Die DIDF Jugend Nürnberg besuchte einen Infostand von Flüchtlingen. Die meisten der Flüchtlinge sind Jugendliche, die getrieben von Krieg, Armut, Zukunftslosigkeit und der Hoffnung in Deutschland ein menschenwürdiges Leben zu führen, aus ihrer Heimat flüchteten. Zu Fuß, zu Schiff und tagelanger Verfolgungen zum Trotz, fanden sie ihren Weg nach Deutschland. Seit mehreren Monaten gibt es bundesweite Aktionen der Flüchtlinge für ein menschenwürdiges Leben in Deutschland.  Zum Beispiel veranstalten sie Infostände, Hungerstreiks und Demonstrationen. In Erfurt wurden sie sogar von Nazis angegriffen. Der Höhepunkt der Aktionen ist ein „Refugee Protest“- Marsch von Würzburg nach Berlin, der vorrausichtlich am 4. Oktober vor dem Bundestag enden soll. Mit diesem Protestmarsch wollen die Flüchtlinge auf das skandalöse deutsche Asylrecht aufmerksam machen. Auf einer ihrer Zwischenstationen zerrissen sie ihre Aufenthaltspapiere, um sie an das Bundesamt für Migration und Flüchtlinge zu senden. Das Ministerium soll „die Fehler verbessern“, die in ihren Aufenthaltspapieren vorhanden sind. Die Flüchtlinge fordern das Bundesamt auf, ihnen Aufenthaltspapiere zurückzusenden, in denen weder Residenzpflicht, Lagerpflicht, Verbot regulärer Arbeit, noch Essenspakete oder -gutscheine mehr enthalten sind.

• _GEGEBENE ZEILEN_
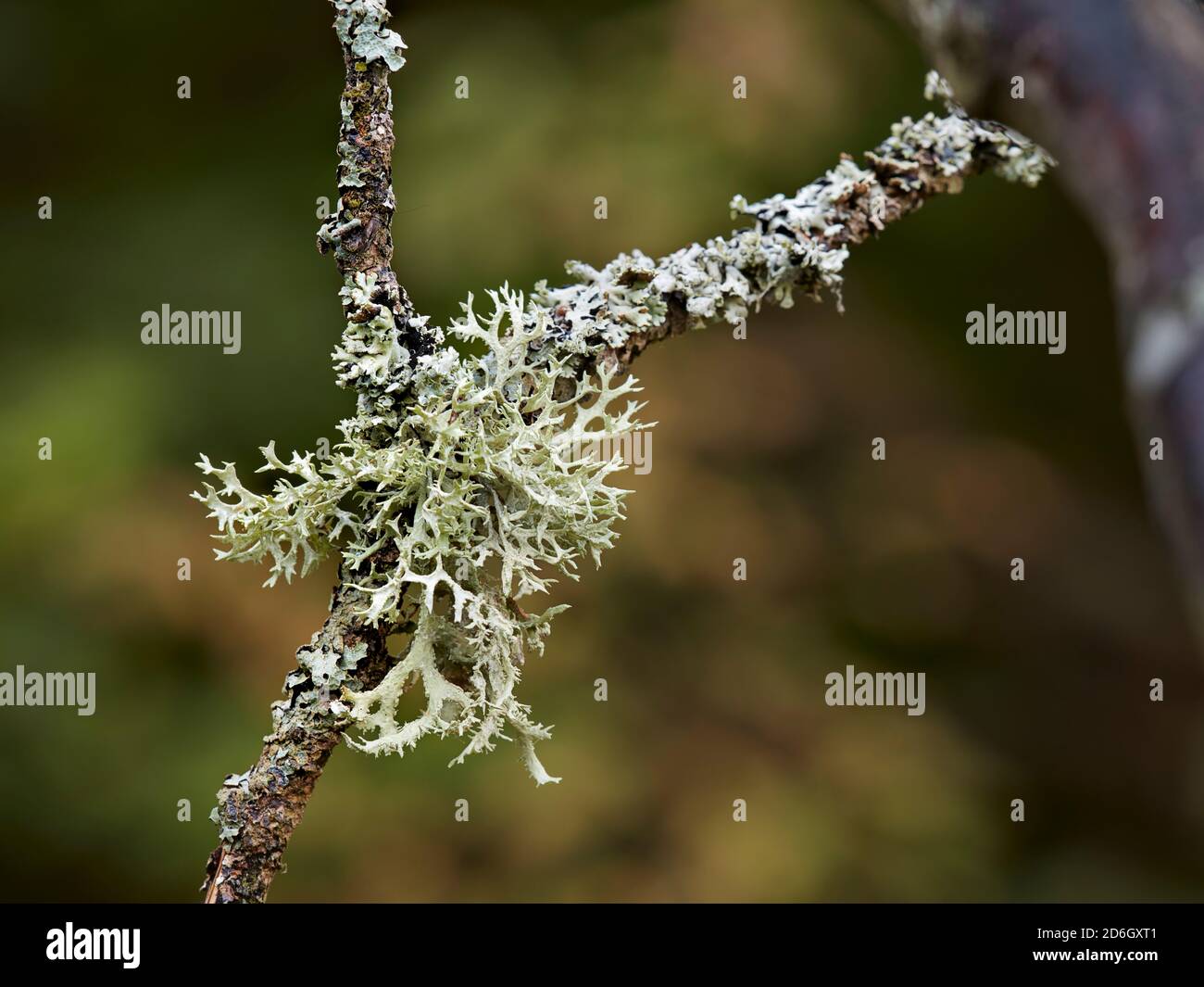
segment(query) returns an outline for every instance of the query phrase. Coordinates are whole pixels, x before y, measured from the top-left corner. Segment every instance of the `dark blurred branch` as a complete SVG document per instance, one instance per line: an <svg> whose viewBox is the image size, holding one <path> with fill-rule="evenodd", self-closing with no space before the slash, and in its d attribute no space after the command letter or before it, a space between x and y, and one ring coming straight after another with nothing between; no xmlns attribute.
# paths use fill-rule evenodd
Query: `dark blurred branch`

• _KURZE AUFGABE 1_
Wo und wann soll der Protestmarsch laut dem Lesetext voraussichtlich enden?
• _KURZE AUFGABE 2_
Fasse den Lesetext in zwei Sätzen zusammen.
Die Zeilen braucht man dafür nicht.

• _MUSTERLÖSUNG 1_
Am 4. Oktober vor dem Bundestag in Berlin.

• _MUSTERLÖSUNG 2_
Meist junge Flüchtlinge, die vor Krieg, Armut und Zukunftslosigkeit nach Deutschland geflohen sind, protestieren seit Monaten bundesweit mit Infoständen, Hungerstreiks und Demonstrationen für ein menschenwürdiges Leben. Höhepunkt ist ein Marsch von Würzburg nach Berlin gegen das deutsche Asylrecht, auf dem sie ihre Aufenthaltspapiere zerrissen, um sie an das Bundesamt für Migration und Flüchtlinge zu senden und Papiere ohne Residenzpflicht, Lagerpflicht, Arbeitsverbot und Essenspakete zu fordern.